* **Instructions for the task**
Return all of the entries exactly, but do not include the pictures.

(Region pointing data)
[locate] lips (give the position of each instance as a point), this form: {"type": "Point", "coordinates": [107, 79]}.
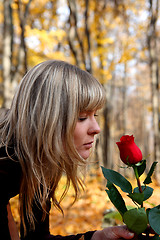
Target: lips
{"type": "Point", "coordinates": [89, 144]}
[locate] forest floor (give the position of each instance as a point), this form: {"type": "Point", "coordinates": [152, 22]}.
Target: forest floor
{"type": "Point", "coordinates": [87, 212]}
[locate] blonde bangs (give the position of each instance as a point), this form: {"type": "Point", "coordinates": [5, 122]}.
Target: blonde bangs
{"type": "Point", "coordinates": [91, 95]}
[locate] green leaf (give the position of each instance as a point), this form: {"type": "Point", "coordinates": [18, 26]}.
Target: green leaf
{"type": "Point", "coordinates": [148, 178]}
{"type": "Point", "coordinates": [146, 190]}
{"type": "Point", "coordinates": [117, 179]}
{"type": "Point", "coordinates": [154, 219]}
{"type": "Point", "coordinates": [137, 197]}
{"type": "Point", "coordinates": [136, 220]}
{"type": "Point", "coordinates": [141, 167]}
{"type": "Point", "coordinates": [116, 198]}
{"type": "Point", "coordinates": [113, 215]}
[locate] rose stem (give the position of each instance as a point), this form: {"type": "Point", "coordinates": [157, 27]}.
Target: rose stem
{"type": "Point", "coordinates": [138, 180]}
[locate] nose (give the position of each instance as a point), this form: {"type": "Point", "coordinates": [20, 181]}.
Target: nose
{"type": "Point", "coordinates": [94, 127]}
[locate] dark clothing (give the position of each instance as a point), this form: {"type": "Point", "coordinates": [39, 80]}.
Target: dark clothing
{"type": "Point", "coordinates": [10, 179]}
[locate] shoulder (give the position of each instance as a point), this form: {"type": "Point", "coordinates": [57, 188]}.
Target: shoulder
{"type": "Point", "coordinates": [10, 173]}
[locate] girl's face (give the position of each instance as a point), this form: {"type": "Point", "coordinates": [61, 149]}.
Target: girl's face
{"type": "Point", "coordinates": [85, 130]}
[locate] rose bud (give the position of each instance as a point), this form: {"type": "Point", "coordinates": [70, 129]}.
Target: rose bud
{"type": "Point", "coordinates": [129, 152]}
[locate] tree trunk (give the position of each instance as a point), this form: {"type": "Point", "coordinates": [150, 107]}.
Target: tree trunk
{"type": "Point", "coordinates": [7, 53]}
{"type": "Point", "coordinates": [152, 43]}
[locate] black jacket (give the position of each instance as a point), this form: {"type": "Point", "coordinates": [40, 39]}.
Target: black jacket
{"type": "Point", "coordinates": [10, 179]}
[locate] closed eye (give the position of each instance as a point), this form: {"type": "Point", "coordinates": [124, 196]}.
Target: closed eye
{"type": "Point", "coordinates": [82, 119]}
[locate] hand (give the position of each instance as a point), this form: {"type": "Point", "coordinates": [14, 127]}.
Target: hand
{"type": "Point", "coordinates": [12, 225]}
{"type": "Point", "coordinates": [113, 233]}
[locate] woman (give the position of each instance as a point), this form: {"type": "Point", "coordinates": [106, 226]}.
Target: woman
{"type": "Point", "coordinates": [48, 131]}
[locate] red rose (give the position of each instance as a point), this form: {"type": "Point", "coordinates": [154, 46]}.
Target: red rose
{"type": "Point", "coordinates": [129, 152]}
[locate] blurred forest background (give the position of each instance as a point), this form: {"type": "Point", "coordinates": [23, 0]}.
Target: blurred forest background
{"type": "Point", "coordinates": [118, 41]}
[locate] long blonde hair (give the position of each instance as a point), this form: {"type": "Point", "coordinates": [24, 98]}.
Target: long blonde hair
{"type": "Point", "coordinates": [41, 123]}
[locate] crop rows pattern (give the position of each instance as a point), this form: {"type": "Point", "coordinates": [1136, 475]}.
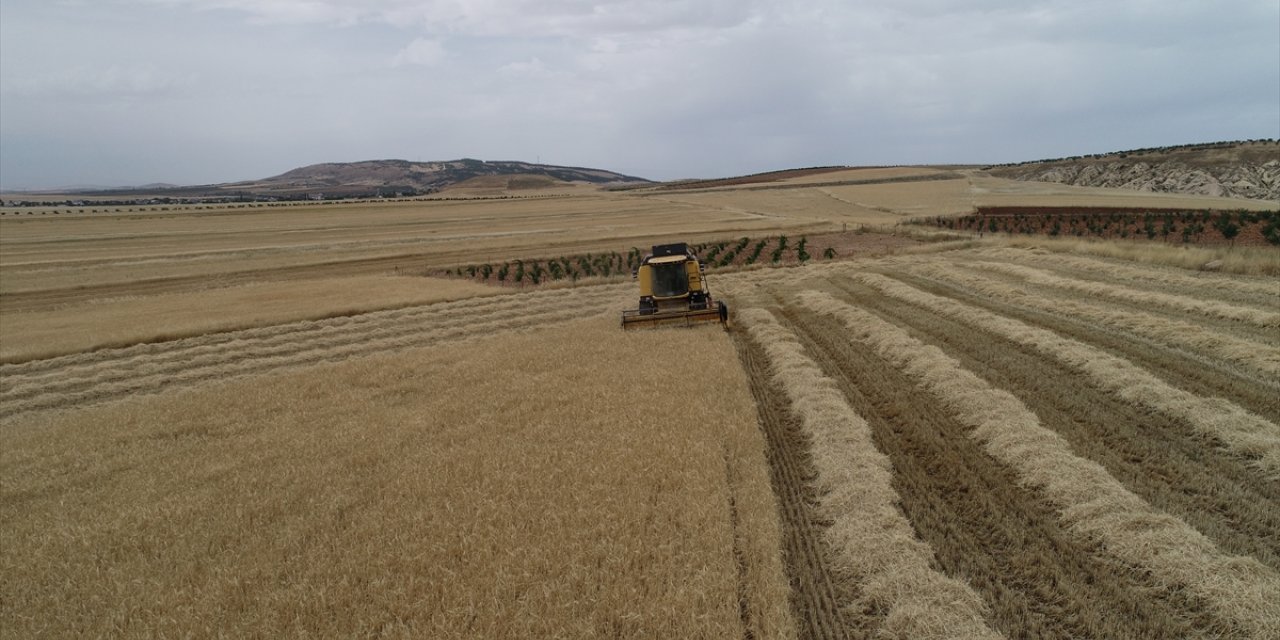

* **Task solution**
[locate] lips (give the position of each instance as a point), this form: {"type": "Point", "coordinates": [107, 79]}.
Target: lips
{"type": "Point", "coordinates": [89, 144]}
[locate] forest floor (give the position of each instance as a point), this form: {"type": "Point", "coordinates": [152, 22]}.
Target: forest floor
{"type": "Point", "coordinates": [87, 212]}
[locate] blonde bangs (give the position of each instance as a point), this form: {"type": "Point", "coordinates": [5, 122]}.
Target: blonde bangs
{"type": "Point", "coordinates": [91, 95]}
[locate] green leaf (give the position of each instance as a point), this form: {"type": "Point", "coordinates": [18, 26]}.
Target: green leaf
{"type": "Point", "coordinates": [148, 178]}
{"type": "Point", "coordinates": [146, 190]}
{"type": "Point", "coordinates": [117, 179]}
{"type": "Point", "coordinates": [154, 219]}
{"type": "Point", "coordinates": [137, 197]}
{"type": "Point", "coordinates": [136, 220]}
{"type": "Point", "coordinates": [141, 167]}
{"type": "Point", "coordinates": [116, 198]}
{"type": "Point", "coordinates": [113, 215]}
[locate] rose stem (give the position of each instance as a point), this form: {"type": "Point", "coordinates": [157, 27]}.
Target: rose stem
{"type": "Point", "coordinates": [138, 180]}
[locate] nose (give the position of each instance as a point), this form: {"type": "Point", "coordinates": [20, 181]}.
Target: nose
{"type": "Point", "coordinates": [94, 127]}
[locate] dark clothing (give the position of each instance as a point), this form: {"type": "Point", "coordinates": [39, 80]}.
Target: dark clothing
{"type": "Point", "coordinates": [10, 179]}
[locate] shoulder (give the position of each instance as a point), this form: {"type": "Point", "coordinates": [57, 188]}.
Target: shoulder
{"type": "Point", "coordinates": [10, 173]}
[locate] girl's face (give the position of each instance as a point), this form: {"type": "Point", "coordinates": [61, 149]}.
Target: girl's face
{"type": "Point", "coordinates": [85, 130]}
[locate] rose bud (give the position of each instance as a point), this form: {"type": "Point", "coordinates": [70, 129]}.
Target: rose bud
{"type": "Point", "coordinates": [129, 152]}
[locate] tree trunk (give the position of each instance as a point), this form: {"type": "Point", "coordinates": [150, 107]}.
Target: tree trunk
{"type": "Point", "coordinates": [7, 53]}
{"type": "Point", "coordinates": [152, 43]}
[locate] black jacket (give the position of each instance as a point), this form: {"type": "Point", "coordinates": [40, 39]}.
Target: black jacket
{"type": "Point", "coordinates": [10, 179]}
[locate] closed eye (give the position of each instance as a point), this form: {"type": "Point", "coordinates": [124, 196]}.
Target: closed eye
{"type": "Point", "coordinates": [82, 119]}
[locate] hand (give the position of each instance as a point), this form: {"type": "Point", "coordinates": [14, 127]}.
Target: hand
{"type": "Point", "coordinates": [12, 225]}
{"type": "Point", "coordinates": [113, 233]}
[locate] woman (give the position of each instance as a point), this form: {"type": "Point", "coordinates": [106, 226]}.
Target: woman
{"type": "Point", "coordinates": [48, 131]}
[locate] red rose (give the position of each instance as a point), this form: {"type": "Point", "coordinates": [154, 46]}.
Target: red rose
{"type": "Point", "coordinates": [129, 152]}
[locate] blurred forest background (give the position of each instance as a point), this form: {"type": "Point", "coordinates": [23, 0]}.
Target: blurred forest background
{"type": "Point", "coordinates": [118, 41]}
[locate] long blonde hair (give the position of each instance as a point), this form: {"type": "Point", "coordinates": [24, 98]}.
Target: long blonde hair
{"type": "Point", "coordinates": [41, 123]}
[locate] crop rows pattern (give the position of each instance as a point), this form: {"type": "Point", "coordinates": [1136, 475]}.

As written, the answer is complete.